Entre 1969 a 1973, desdobraram-se, muito mais efetivamente, as ações de guerrilhas urbanas, muito por causa desse escancarar da ditadura. Entre 69 a 72, houve, por partes dessas guerrilhas, “expropriações de armas e fundos, ataques de surpresa a quartéis ou postos policiais, propaganda armada, etc.” (pág. 74). Entretanto, a mais significativa ocorreu com a captura do embaixador estadunidense, Charles Burke Elbrick, com o intuito de libertar diversos líderes da esquerda revolucionária no país. Entretanto, mesmo que essas ações tenham alcançado seus objetivos imediatos, a longo prazo produziram diversos problemas, como a sua própria destruição nas cidades, ainda em 1973.
Não havia simpatia, naquela guerra travada entre guerrilheiros e a polícia do Estado, por uma parcela grande da população, muito porque não a compreendiam e por isso não se moviam para participação direta. A população também não simpatizava com os métodos brutais dos torturadores, mas aprenderam a conviver com tal situação. O que restou aos guerrilheiros foi serem “escorraçados da história” (pág. 78).
Em 1970, Garrastazu Médice foi “eleito presidente”. E foi sob a égide do terror do AI-5, que a sociedade brasileira manteve relações complexas com a ditadura, ao mesmo tempo que o capitalismo brasileiro ascendia no famoso “milagre econômico”. 
O governo retoma o que de início criticou: o nacional-estatismo. E justamente nessa tradição, iniciada com Getúlio, em que o Estado incentiva, regula, financia e protege os mais variadores setores econômicos, que ocorre a crescente no país. Dentre os sucessos do governo se situam o Programa de integração social, Funrural, Crescimentos dos sindicatos urbanos e rurais, e alguns outros avanços. E assim, uma parcela significativa da população, principalmente as mais abastadas, se beneficiaram desse período, mesmo que a popularidade do governo internacionalmente estivesse abalada, muito por causa das denúncias de tortura como instrumento de estado; e nacionalmente, porque a desigualdade social no Brasil se intensificava.
________________________________________
• **Objetivo A**
Extraia o trecho inteiro sobre as guerrilhas e a ditadura no Brasil, sem mudar nenhuma palavra.

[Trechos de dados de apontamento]
________________________________________
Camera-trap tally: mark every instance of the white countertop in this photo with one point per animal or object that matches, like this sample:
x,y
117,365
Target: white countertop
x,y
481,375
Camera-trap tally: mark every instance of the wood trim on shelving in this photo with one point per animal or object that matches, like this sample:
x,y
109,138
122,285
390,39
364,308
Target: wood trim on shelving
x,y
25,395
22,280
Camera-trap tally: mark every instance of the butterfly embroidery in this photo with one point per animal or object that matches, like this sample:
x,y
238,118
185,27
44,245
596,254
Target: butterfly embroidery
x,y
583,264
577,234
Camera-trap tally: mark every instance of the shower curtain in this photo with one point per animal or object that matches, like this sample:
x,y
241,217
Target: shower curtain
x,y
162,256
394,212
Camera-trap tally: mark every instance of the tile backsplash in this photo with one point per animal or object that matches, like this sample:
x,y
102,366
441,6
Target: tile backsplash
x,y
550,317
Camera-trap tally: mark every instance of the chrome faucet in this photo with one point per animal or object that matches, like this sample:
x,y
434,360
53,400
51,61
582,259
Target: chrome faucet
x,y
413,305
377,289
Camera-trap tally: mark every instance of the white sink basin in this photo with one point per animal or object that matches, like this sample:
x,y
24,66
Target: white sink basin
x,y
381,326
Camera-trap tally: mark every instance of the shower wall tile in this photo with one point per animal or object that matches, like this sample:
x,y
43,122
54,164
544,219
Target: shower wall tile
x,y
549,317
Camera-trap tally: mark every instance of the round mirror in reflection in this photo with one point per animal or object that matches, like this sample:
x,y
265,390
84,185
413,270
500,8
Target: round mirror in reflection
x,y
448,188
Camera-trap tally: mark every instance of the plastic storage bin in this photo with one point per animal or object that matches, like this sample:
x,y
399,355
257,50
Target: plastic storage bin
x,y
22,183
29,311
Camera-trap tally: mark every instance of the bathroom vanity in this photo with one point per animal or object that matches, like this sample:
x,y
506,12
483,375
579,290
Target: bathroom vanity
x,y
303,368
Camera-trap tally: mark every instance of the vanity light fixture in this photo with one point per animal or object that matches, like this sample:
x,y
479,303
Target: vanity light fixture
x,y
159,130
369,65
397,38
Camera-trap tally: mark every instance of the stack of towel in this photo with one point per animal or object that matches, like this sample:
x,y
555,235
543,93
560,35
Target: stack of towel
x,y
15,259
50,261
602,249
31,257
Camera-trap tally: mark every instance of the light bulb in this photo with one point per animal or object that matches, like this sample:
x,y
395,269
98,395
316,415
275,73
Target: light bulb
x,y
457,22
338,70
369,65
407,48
________________________________________
• **Objetivo B**
Extraia dos registros acima cada linha em que aparece a palavra "backsplash".

• **Resposta completa A**
Entre 1969 a 1973, desdobraram-se, muito mais efetivamente, as ações de guerrilhas urbanas, muito por causa desse escancarar da ditadura. Entre 69 a 72, houve, por partes dessas guerrilhas, “expropriações de armas e fundos, ataques de surpresa a quartéis ou postos policiais, propaganda armada, etc.” (pág. 74). Entretanto, a mais significativa ocorreu com a captura do embaixador estadunidense, Charles Burke Elbrick, com o intuito de libertar diversos líderes da esquerda revolucionária no país. Entretanto, mesmo que essas ações tenham alcançado seus objetivos imediatos, a longo prazo produziram diversos problemas, como a sua própria destruição nas cidades, ainda em 1973.
Não havia simpatia, naquela guerra travada entre guerrilheiros e a polícia do Estado, por uma parcela grande da população, muito porque não a compreendiam e por isso não se moviam para participação direta. A população também não simpatizava com os métodos brutais dos torturadores, mas aprenderam a conviver com tal situação. O que restou aos guerrilheiros foi serem “escorraçados da história” (pág. 78).
Em 1970, Garrastazu Médice foi “eleito presidente”. E foi sob a égide do terror do AI-5, que a sociedade brasileira manteve relações complexas com a ditadura, ao mesmo tempo que o capitalismo brasileiro ascendia no famoso “milagre econômico”. 
O governo retoma o que de início criticou: o nacional-estatismo. E justamente nessa tradição, iniciada com Getúlio, em que o Estado incentiva, regula, financia e protege os mais variadores setores econômicos, que ocorre a crescente no país. Dentre os sucessos do governo se situam o Programa de integração social, Funrural, Crescimentos dos sindicatos urbanos e rurais, e alguns outros avanços. E assim, uma parcela significativa da população, principalmente as mais abastadas, se beneficiaram desse período, mesmo que a popularidade do governo internacionalmente estivesse abalada, muito por causa das denúncias de tortura como instrumento de estado; e nacionalmente, porque a desigualdade social no Brasil se intensificava.

• **Resposta completa B**
Camera-trap tally: mark every instance of the tile backsplash in this photo with one point per animal or object that matches, like this sample:
Target: tile backsplash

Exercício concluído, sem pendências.